WHAT YOU WILL DO> Please repeat each line below exactly, with no images in the copy.

Records from a data collection>
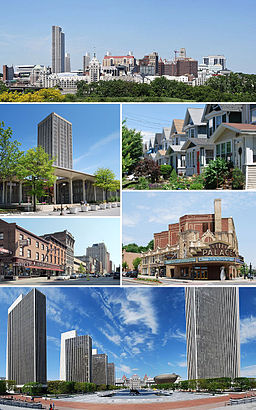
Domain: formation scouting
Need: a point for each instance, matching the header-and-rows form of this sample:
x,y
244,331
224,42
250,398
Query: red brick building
x,y
197,247
22,253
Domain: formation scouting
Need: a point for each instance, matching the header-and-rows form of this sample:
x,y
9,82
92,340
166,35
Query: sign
x,y
175,261
217,249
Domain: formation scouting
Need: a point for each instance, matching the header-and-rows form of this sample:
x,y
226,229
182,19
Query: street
x,y
43,281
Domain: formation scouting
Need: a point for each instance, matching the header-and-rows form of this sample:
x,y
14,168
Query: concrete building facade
x,y
212,331
55,136
26,339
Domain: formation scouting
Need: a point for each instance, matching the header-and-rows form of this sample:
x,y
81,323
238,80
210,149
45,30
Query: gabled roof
x,y
177,126
195,114
235,127
202,142
221,107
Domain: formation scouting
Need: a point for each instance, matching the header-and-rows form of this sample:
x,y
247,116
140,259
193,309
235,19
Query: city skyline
x,y
37,49
86,232
142,330
95,129
143,210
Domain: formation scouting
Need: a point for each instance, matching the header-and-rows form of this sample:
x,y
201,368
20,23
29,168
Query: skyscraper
x,y
54,134
76,357
212,329
26,339
58,50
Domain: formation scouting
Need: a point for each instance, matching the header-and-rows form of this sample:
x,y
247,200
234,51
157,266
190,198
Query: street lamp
x,y
62,185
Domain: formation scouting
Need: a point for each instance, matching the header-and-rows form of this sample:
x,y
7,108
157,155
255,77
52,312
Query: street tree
x,y
105,179
9,156
36,170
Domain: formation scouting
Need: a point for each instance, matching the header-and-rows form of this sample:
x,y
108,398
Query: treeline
x,y
211,385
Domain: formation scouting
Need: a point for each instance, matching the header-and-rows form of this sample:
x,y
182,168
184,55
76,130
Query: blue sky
x,y
149,25
85,231
153,211
151,118
95,128
141,329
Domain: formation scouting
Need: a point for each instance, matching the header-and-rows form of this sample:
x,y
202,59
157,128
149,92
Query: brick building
x,y
197,247
22,253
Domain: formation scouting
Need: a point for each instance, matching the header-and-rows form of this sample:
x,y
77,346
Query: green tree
x,y
36,170
105,179
136,262
9,156
132,149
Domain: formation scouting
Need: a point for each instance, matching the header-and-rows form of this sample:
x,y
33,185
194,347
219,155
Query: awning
x,y
44,268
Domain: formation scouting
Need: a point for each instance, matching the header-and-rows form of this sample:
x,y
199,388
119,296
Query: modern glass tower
x,y
58,50
212,329
26,339
54,134
76,357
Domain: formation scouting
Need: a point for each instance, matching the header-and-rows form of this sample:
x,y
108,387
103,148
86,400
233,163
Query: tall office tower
x,y
67,63
54,134
212,329
99,251
58,50
86,62
26,339
100,369
111,374
76,357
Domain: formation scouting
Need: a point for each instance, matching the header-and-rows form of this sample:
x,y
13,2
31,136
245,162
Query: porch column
x,y
70,191
20,192
55,193
84,197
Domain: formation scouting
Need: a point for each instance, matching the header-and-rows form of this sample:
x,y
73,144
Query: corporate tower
x,y
26,339
212,331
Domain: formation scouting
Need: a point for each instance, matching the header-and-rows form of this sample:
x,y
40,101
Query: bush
x,y
238,179
166,171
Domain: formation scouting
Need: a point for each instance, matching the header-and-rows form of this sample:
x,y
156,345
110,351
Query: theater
x,y
197,247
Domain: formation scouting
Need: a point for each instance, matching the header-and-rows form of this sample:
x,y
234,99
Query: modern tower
x,y
54,134
100,369
212,329
76,357
58,50
26,339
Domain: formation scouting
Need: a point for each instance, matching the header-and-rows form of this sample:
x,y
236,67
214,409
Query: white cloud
x,y
248,329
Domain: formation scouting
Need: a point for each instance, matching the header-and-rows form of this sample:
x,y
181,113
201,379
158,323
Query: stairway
x,y
251,176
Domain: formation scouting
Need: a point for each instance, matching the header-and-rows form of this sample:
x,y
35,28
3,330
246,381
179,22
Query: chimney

TASK RESPONSE>
Domain: formation scouting
Need: a point for each instance, matching the header-and-rows form of this sample:
x,y
244,331
224,42
250,398
Query: red brick building
x,y
197,247
22,253
Domain: formation scouting
Need: a point for each instance, matching the header-and-rows form of this sample:
x,y
9,82
92,340
166,35
Query: sign
x,y
175,261
217,249
Domain: formation scouting
Need: a point for each instance, matching the header-and-rows form of this sample:
x,y
226,229
182,19
Query: street
x,y
43,281
Domain: formation scouting
Need: a point for each instance, matching the header-and-rows form of this sample:
x,y
14,168
Query: concrete building facade
x,y
212,331
55,136
26,339
Domain: formation scouting
Need: a point for each instance, matching the header-and-rows form of this sample:
x,y
81,323
238,80
210,149
45,30
Query: gabled roof
x,y
177,126
195,114
235,127
202,142
221,107
Domain: formation scouting
Need: a point for each instance, matching the header-and-rows form of this sample:
x,y
247,116
140,259
193,309
235,19
Query: city skyline
x,y
37,49
86,232
142,330
95,129
143,210
Domain: formation scouting
Need: a point for each instance, matching the header-and-rows form of this sample:
x,y
201,368
20,23
29,168
Query: skyscraper
x,y
54,134
76,357
212,329
26,339
58,50
Domain: formation scouting
Need: a point for each instance, matching the header-and-rows form of this sample:
x,y
247,200
234,51
157,266
190,198
Query: street lamp
x,y
62,185
Domain: formation scouting
Need: a point for each instance, matching the header-and-rows form of this sample:
x,y
7,108
157,155
255,77
52,312
Query: street tree
x,y
105,179
9,156
36,170
Domain: formation scouting
Need: a point for each instance, matching the header-and-rows form of this sample:
x,y
108,398
Query: treeline
x,y
211,385
Domain: formation scouting
Need: a point for each instance, matching the header-and-rows form of this sample:
x,y
182,168
184,55
76,130
Query: blue sky
x,y
149,25
85,231
153,211
151,118
95,128
141,329
Domain: formation scouting
Need: a point for each instance, matching the header-and-rows form of this sample:
x,y
202,59
157,128
149,92
Query: brick building
x,y
197,247
22,253
Domain: formation scouting
Need: a point for each instance, matching the header-and-rows form of this sample:
x,y
77,346
Query: green tree
x,y
36,170
105,179
136,262
9,156
132,149
Domain: formation scouting
Need: a point for each instance, matching the header-and-rows form of this sample:
x,y
33,185
194,347
219,155
Query: awning
x,y
44,268
Domain: formation scouting
Need: a point for each instance, matching the header-and-rows form of this sample:
x,y
199,388
119,296
Query: modern glass tower
x,y
58,50
212,329
26,339
54,134
76,357
Domain: formation scouting
Need: a point for each instance, matching the header-and-rows form of this sample:
x,y
108,387
103,148
86,400
233,163
Query: tall office tower
x,y
67,63
54,134
212,329
99,251
58,50
86,62
26,339
100,369
111,374
76,357
Domain: formation scouting
Need: a point for each instance, matching the header-and-rows form of this sample:
x,y
13,2
31,136
245,162
Query: porch column
x,y
70,191
20,192
55,193
84,197
Domain: formation scouting
Need: a point for each instance, matching the header-and-rows form of this sample:
x,y
73,144
Query: corporate tower
x,y
26,339
212,331
Domain: formation scouting
Need: a point for each instance, matching the header-and-rows form of this sample:
x,y
40,101
Query: bush
x,y
238,179
166,171
Domain: formation scouting
Need: a point for each instance, matching the header-and-rows form of this sample:
x,y
156,345
110,351
Query: theater
x,y
197,247
Domain: formation scouting
Need: a point for each instance, matching the header-and-rows form of this sample:
x,y
234,99
Query: modern tower
x,y
54,134
100,369
212,329
76,357
58,50
26,339
Domain: formation scouting
Need: a point for each instance, matching the header-and-rows form of this sample:
x,y
236,67
214,409
Query: white cloud
x,y
248,329
Domain: formation scouting
Need: a point for each instance, matching the header-and-rows form of this sample:
x,y
181,113
201,379
158,323
Query: stairway
x,y
251,176
Domain: formation scouting
Need: a point for each instance, matching the header-and-rows form of this sample:
x,y
35,28
3,330
246,381
179,22
Query: chimney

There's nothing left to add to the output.